▶ [Problem details] Please reproduce word for word the stretch of the entries below from the line containing "Outline every instance of the hat." through the end of the entries.

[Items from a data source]
^^^^
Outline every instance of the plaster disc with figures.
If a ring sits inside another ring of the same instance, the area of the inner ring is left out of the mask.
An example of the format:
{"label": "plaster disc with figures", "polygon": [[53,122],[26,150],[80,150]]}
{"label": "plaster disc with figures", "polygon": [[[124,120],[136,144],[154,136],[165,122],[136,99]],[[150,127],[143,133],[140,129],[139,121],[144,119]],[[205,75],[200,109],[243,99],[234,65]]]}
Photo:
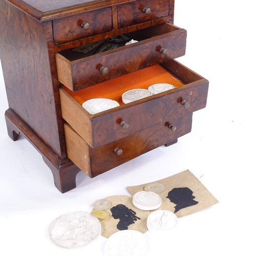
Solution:
{"label": "plaster disc with figures", "polygon": [[166,186],[162,183],[154,182],[147,184],[144,187],[145,191],[154,192],[156,194],[160,194],[166,189]]}
{"label": "plaster disc with figures", "polygon": [[108,239],[104,249],[105,256],[146,256],[150,243],[146,237],[140,232],[121,230]]}
{"label": "plaster disc with figures", "polygon": [[110,99],[97,98],[87,100],[82,106],[90,114],[94,115],[119,106],[118,102]]}
{"label": "plaster disc with figures", "polygon": [[93,207],[96,210],[105,210],[111,206],[112,204],[108,199],[98,199],[93,204]]}
{"label": "plaster disc with figures", "polygon": [[161,206],[162,199],[154,192],[141,191],[133,197],[133,203],[135,206],[141,210],[153,210]]}
{"label": "plaster disc with figures", "polygon": [[101,232],[99,220],[88,212],[73,211],[65,214],[50,226],[52,242],[66,249],[80,248],[97,239]]}
{"label": "plaster disc with figures", "polygon": [[148,87],[148,90],[152,93],[152,94],[165,92],[174,88],[174,86],[169,83],[156,83]]}
{"label": "plaster disc with figures", "polygon": [[173,212],[167,210],[158,210],[150,215],[146,224],[150,232],[159,233],[170,230],[177,223],[178,218]]}
{"label": "plaster disc with figures", "polygon": [[152,95],[152,93],[147,89],[130,90],[123,93],[122,100],[124,104],[127,104],[127,103],[146,98]]}

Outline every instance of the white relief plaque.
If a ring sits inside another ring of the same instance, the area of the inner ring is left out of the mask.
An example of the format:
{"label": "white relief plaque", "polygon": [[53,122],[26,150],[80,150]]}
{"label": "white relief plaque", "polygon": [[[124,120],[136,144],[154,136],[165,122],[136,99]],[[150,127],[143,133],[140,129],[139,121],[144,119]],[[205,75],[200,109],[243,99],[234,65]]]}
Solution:
{"label": "white relief plaque", "polygon": [[126,104],[148,97],[152,95],[152,93],[147,89],[130,90],[123,94],[122,100],[124,104]]}
{"label": "white relief plaque", "polygon": [[154,192],[141,191],[133,197],[133,203],[141,210],[153,210],[161,206],[162,199]]}
{"label": "white relief plaque", "polygon": [[147,219],[147,227],[151,232],[169,231],[178,223],[175,214],[167,210],[158,210],[152,212]]}
{"label": "white relief plaque", "polygon": [[115,100],[104,98],[89,99],[83,102],[82,104],[82,107],[92,115],[113,109],[119,105],[118,102]]}
{"label": "white relief plaque", "polygon": [[61,215],[52,222],[49,231],[52,242],[66,249],[84,246],[95,240],[101,232],[99,220],[83,211]]}
{"label": "white relief plaque", "polygon": [[174,88],[174,86],[169,83],[156,83],[148,87],[148,90],[152,93],[152,94],[165,92]]}

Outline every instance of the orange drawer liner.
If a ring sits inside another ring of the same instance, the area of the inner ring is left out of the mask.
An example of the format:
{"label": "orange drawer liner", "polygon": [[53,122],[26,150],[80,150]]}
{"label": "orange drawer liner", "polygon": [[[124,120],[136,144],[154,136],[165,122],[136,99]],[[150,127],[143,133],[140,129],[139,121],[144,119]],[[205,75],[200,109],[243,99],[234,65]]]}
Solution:
{"label": "orange drawer liner", "polygon": [[152,84],[161,83],[170,83],[175,87],[183,85],[164,69],[155,65],[77,92],[72,92],[65,86],[62,88],[81,105],[84,101],[95,98],[111,99],[123,105],[123,93],[135,89],[147,89]]}

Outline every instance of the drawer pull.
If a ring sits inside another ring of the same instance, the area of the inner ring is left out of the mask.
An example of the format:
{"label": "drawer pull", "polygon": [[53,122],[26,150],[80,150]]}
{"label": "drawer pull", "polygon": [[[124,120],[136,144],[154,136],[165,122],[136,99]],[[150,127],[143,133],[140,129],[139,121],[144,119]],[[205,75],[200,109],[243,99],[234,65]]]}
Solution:
{"label": "drawer pull", "polygon": [[122,121],[120,123],[120,125],[123,127],[123,130],[127,130],[129,127],[129,124],[125,123],[124,121]]}
{"label": "drawer pull", "polygon": [[151,12],[151,9],[150,8],[147,8],[146,7],[145,7],[143,9],[142,11],[146,14],[149,14]]}
{"label": "drawer pull", "polygon": [[161,48],[160,49],[160,52],[162,53],[164,55],[166,55],[168,53],[168,49],[164,48]]}
{"label": "drawer pull", "polygon": [[118,147],[116,147],[114,151],[115,151],[115,153],[116,153],[118,156],[121,156],[121,155],[122,155],[123,153],[123,151],[118,148]]}
{"label": "drawer pull", "polygon": [[99,70],[103,75],[106,75],[109,73],[109,69],[103,67],[103,66],[100,67]]}
{"label": "drawer pull", "polygon": [[188,101],[186,101],[185,100],[183,100],[182,101],[181,101],[181,104],[183,105],[185,109],[187,109],[189,106],[190,103]]}
{"label": "drawer pull", "polygon": [[174,132],[176,131],[177,126],[176,125],[174,125],[173,124],[169,124],[169,125],[168,125],[168,128],[170,129],[173,132]]}
{"label": "drawer pull", "polygon": [[85,22],[83,22],[81,24],[81,27],[84,30],[88,30],[90,28],[90,24],[89,23],[86,23]]}

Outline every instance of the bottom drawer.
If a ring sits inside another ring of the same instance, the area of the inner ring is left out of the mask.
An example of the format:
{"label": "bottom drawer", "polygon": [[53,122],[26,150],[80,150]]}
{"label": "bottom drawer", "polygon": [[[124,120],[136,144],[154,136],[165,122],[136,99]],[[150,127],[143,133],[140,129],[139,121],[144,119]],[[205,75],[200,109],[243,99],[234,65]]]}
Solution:
{"label": "bottom drawer", "polygon": [[[65,123],[67,156],[93,178],[161,145],[169,144],[190,132],[191,123],[190,113],[174,118],[172,123],[166,122],[155,125],[96,148],[91,147],[69,124]],[[121,151],[117,151],[119,150]]]}

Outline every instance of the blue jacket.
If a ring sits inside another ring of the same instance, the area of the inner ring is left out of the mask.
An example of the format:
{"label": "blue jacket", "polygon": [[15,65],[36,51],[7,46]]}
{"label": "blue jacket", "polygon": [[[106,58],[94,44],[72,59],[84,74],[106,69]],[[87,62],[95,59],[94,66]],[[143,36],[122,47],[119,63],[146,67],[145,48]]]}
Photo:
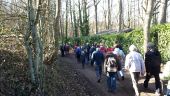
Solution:
{"label": "blue jacket", "polygon": [[96,63],[96,65],[102,65],[104,62],[104,54],[100,51],[97,51],[93,55],[93,60]]}

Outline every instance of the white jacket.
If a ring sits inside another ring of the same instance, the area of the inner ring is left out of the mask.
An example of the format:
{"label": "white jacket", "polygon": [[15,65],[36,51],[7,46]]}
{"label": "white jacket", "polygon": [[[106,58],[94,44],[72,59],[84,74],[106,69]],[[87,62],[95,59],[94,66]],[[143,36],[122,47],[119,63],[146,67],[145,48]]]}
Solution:
{"label": "white jacket", "polygon": [[164,66],[162,76],[160,77],[165,80],[168,80],[167,88],[170,89],[170,61],[168,61],[166,65]]}
{"label": "white jacket", "polygon": [[145,73],[145,65],[142,55],[136,51],[131,51],[125,59],[125,69],[130,72]]}

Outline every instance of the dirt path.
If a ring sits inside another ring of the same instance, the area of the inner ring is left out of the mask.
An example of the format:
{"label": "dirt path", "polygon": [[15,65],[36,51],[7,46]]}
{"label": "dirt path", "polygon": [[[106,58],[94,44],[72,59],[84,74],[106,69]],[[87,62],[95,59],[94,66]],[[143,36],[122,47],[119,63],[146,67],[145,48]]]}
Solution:
{"label": "dirt path", "polygon": [[[94,67],[90,66],[90,64],[87,64],[85,66],[85,69],[82,69],[81,64],[77,63],[74,55],[66,56],[61,59],[63,62],[67,62],[68,64],[71,64],[71,66],[82,74],[87,80],[92,84],[97,91],[100,91],[100,96],[134,96],[134,90],[132,87],[131,79],[128,72],[125,72],[125,80],[117,80],[117,89],[115,93],[109,93],[107,92],[107,85],[106,85],[106,75],[102,75],[102,80],[100,83],[97,83],[96,75]],[[155,96],[154,95],[154,79],[152,78],[150,80],[149,88],[146,90],[143,88],[144,79],[142,78],[139,81],[139,90],[141,92],[141,96]]]}

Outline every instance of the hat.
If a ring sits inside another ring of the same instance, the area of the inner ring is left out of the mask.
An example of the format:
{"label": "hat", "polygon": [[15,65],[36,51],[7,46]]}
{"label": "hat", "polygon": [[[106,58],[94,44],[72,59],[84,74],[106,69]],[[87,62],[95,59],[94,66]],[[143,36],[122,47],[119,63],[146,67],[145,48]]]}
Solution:
{"label": "hat", "polygon": [[135,45],[130,45],[130,47],[129,47],[129,51],[136,51],[137,50],[137,48],[136,48],[136,46]]}
{"label": "hat", "polygon": [[96,51],[99,51],[100,50],[100,48],[96,48]]}
{"label": "hat", "polygon": [[149,42],[148,45],[147,45],[147,48],[148,49],[154,49],[155,46],[154,46],[154,44],[152,42]]}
^^^^
▶ [Correct result]
Outline every instance of the hat.
If a ring sits inside another ring of the same instance, the area of the inner ring is left out of the mask.
An example of the format:
{"label": "hat", "polygon": [[15,65],[36,51],[7,46]]}
{"label": "hat", "polygon": [[[106,58],[94,44],[72,59],[84,74],[106,69]],[[87,62],[95,59],[94,66]],[[143,36],[122,47],[119,63],[146,67],[145,48]]]}
Solution:
{"label": "hat", "polygon": [[135,45],[130,45],[130,47],[129,47],[129,51],[136,51],[137,50],[137,48],[136,48],[136,46]]}
{"label": "hat", "polygon": [[96,51],[99,51],[100,50],[100,48],[96,48]]}
{"label": "hat", "polygon": [[149,42],[148,45],[147,45],[147,48],[148,49],[154,49],[155,46],[154,46],[154,44],[152,42]]}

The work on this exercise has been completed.